Shares of the Cambridge, Massachusetts-based biotech company were already down 13 percent after hours on the Nasdaq following the announcement that the FDA had issued a complete response letter, or CRL, for the drug Vyondys 53 (golodirsen), in DMD amenable to exon 53 skipping. On Tuesday morning, they dropped 18 percent from their Monday closing price when markets opened and remained down throughout the day.

In a statement, Sarepta CEO Doug Ingram expressed surprise at the CRL, but he also noted that the issues that the letter brought up were not raised by the FDA as the agency reviewed the application. In particular, the company said the CRL generally cites two concerns. One was renal toxicity in preclinical models based on dose level 10 times that of the one used in humans, which was nevertheless not observed in the 39-patient Phase I/II Study 4053-101. The other issue was infections at intravenous infusion ports.

Sarepta did not immediately respond to a request for comment.

“In our view, [Sarepta] is being slapped on the wrist for the prior questionable accelerated approval of Exondys 51,” wrote SVB Leerink analyst Joseph Schwartz in a note to investors, referring to the company’s marketed product, eteplirsen, for exon 51 skipping-amenable DMD.

The accelerated approval of Exondys 51 in late 2016 was highly controversial. The FDA’s Peripheral and Central Nervous System Drugs Advisory Committee had recommended against the approval on the basis of surrogate endpoint data for a small number of boys. Nevertheless, FDA Center for Drug Evaluation and Research Director Janet Woodcock overruled FDA reviewers’ objections and approved the drug anyway, advocating flexibility in the face of a life-threatening disease that lacked treatments. Many have suspected that the FDA’s decision stemmed at least in part from pressure from the DMD patient community.

(Data items)
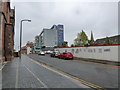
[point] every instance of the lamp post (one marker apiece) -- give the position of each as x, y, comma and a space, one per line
21, 33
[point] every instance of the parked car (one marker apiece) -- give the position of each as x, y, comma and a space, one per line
49, 52
41, 53
54, 54
66, 55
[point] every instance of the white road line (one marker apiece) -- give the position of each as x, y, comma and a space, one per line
73, 80
45, 86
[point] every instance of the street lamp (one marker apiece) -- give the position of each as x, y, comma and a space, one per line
21, 33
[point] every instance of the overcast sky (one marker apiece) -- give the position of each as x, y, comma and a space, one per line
99, 17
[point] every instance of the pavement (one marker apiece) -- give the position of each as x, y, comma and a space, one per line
103, 75
26, 73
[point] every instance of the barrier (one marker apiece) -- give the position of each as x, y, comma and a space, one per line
102, 52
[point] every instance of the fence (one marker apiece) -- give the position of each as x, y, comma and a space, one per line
109, 52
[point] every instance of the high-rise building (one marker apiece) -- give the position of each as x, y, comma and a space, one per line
52, 37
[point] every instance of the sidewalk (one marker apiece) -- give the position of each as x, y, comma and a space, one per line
15, 75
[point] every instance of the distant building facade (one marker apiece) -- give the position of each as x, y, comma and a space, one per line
7, 20
113, 39
51, 37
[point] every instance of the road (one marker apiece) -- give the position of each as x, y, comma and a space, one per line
27, 73
105, 76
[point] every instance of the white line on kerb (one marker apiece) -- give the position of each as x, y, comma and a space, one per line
73, 80
45, 86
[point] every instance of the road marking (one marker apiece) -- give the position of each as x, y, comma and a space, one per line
3, 66
117, 67
45, 86
94, 62
73, 78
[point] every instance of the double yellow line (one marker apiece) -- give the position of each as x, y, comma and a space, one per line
71, 76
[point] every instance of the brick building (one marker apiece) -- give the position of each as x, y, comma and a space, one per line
7, 20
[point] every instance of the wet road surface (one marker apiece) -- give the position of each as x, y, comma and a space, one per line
25, 73
105, 76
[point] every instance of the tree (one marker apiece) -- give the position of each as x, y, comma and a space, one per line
82, 39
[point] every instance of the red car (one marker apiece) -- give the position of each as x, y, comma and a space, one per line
66, 55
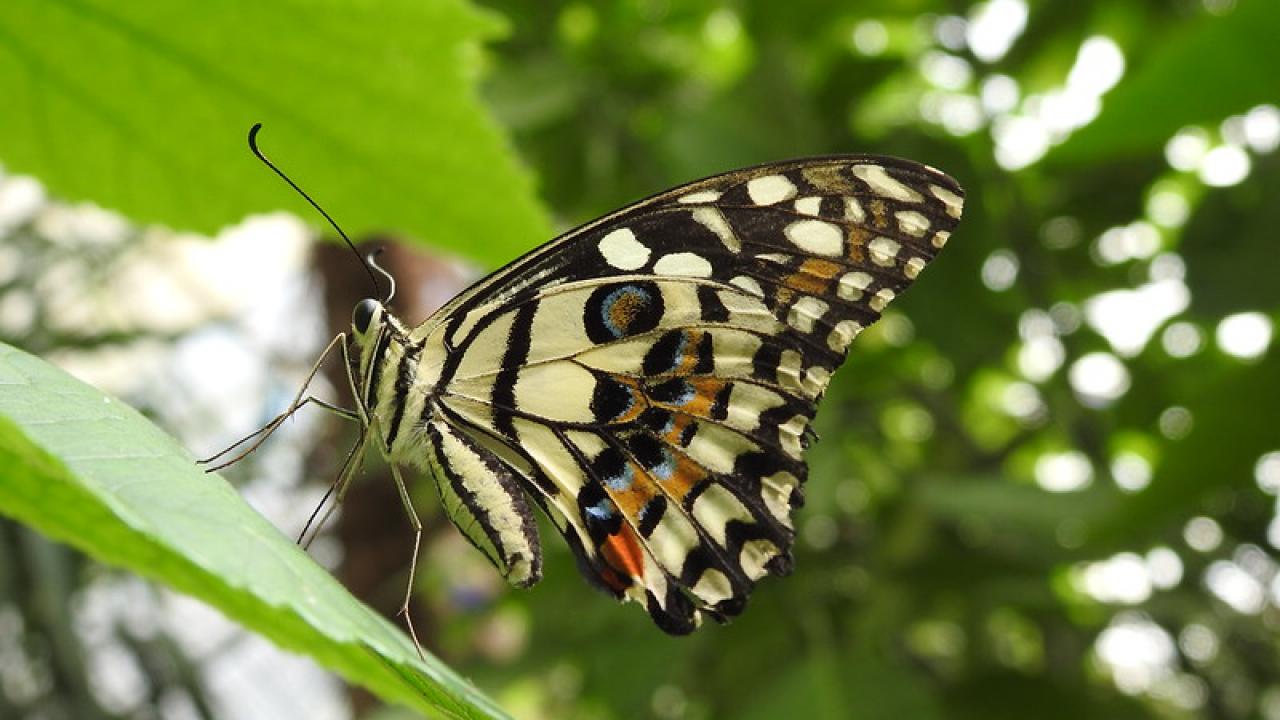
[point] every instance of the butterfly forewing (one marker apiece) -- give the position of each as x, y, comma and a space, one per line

• _REQUIRED WORK_
a) Reproduce everything in the Sarepta passage from "In a statement, Sarepta" down to "51 skipping-amenable DMD.".
b) Carry on the passage about Sarepta and the FDA from the point where it ends.
You can ignore the items; they play no part here.

• _ANSWERS FOR EACH ITEM_
a)
In a statement, Sarepta CEO Doug Ingram expressed surprise at the CRL, but he also noted that the issues that the letter brought up were not raised by the FDA as the agency reviewed the application. In particular, the company said the CRL generally cites two concerns. One was renal toxicity in preclinical models based on dose level 10 times that of the one used in humans, which was nevertheless not observed in the 39-patient Phase I/II Study 4053-101. The other issue was infections at intravenous infusion ports.

Sarepta did not immediately respond to a request for comment.

“In our view, [Sarepta] is being slapped on the wrist for the prior questionable accelerated approval of Exondys 51,” wrote SVB Leerink analyst Joseph Schwartz in a note to investors, referring to the company’s marketed product, eteplirsen, for exon 51 skipping-amenable DMD.

b)
Other analysts had their own ideas as well.

“The real driver(s) of the atypical Golodirsen CRL will continue to be a debate based on limited public disclosure of the granularity of facts, but the macro take home is clear in our minds – there is a regulatory ‘raising of the bar,’” wrote a group of analysts at Evercore ISI.

Cowen analyst Ritu Baral wrote that the CRL was not anticipated, given that Vyondys 53 and Exondys 51 both have similar backbone chemistry, and the latter has not shown serious issues related to kidney toxicity or infections at infusion ports.

“While the CRL was unexpected, we believe some conservative senior elements of the FDA, key to the final approval, view the overall risk-benefit profile of the drug as different than Exondys or even casimersen,” Baral wrote, referring to another investigational drug, for DMD amenable to exon 45 skipping. In particular, she wrote, it’s the renal signal that seems to have driven the FDA decision, and there is a well-documented risk of renal toxicity observed with antisense oligonucleotide drugs chemically different from Sarepta’s. The infection risk was viewed as easily addressable in the near term.